[Data listing]
[Start of section]

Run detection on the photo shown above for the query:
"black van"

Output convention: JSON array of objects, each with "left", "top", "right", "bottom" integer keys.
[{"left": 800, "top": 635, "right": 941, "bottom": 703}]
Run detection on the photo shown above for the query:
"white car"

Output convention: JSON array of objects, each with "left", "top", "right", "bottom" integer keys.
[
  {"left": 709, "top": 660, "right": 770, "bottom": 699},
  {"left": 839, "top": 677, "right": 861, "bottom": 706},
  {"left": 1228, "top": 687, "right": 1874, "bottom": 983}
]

[End of section]

Please repeat the material above word for word.

Run detection on the photo shown above for the query:
"black van"

Output convention: JSON array of objects, each with "left", "top", "right", "bottom" integer keys.
[{"left": 800, "top": 635, "right": 941, "bottom": 703}]
Run detection on the photo shown above for the query:
"white car"

Output convention: JSON array of objects, each with "left", "top", "right", "bottom" integer keys.
[
  {"left": 709, "top": 660, "right": 770, "bottom": 699},
  {"left": 839, "top": 677, "right": 861, "bottom": 706},
  {"left": 1228, "top": 687, "right": 1874, "bottom": 983}
]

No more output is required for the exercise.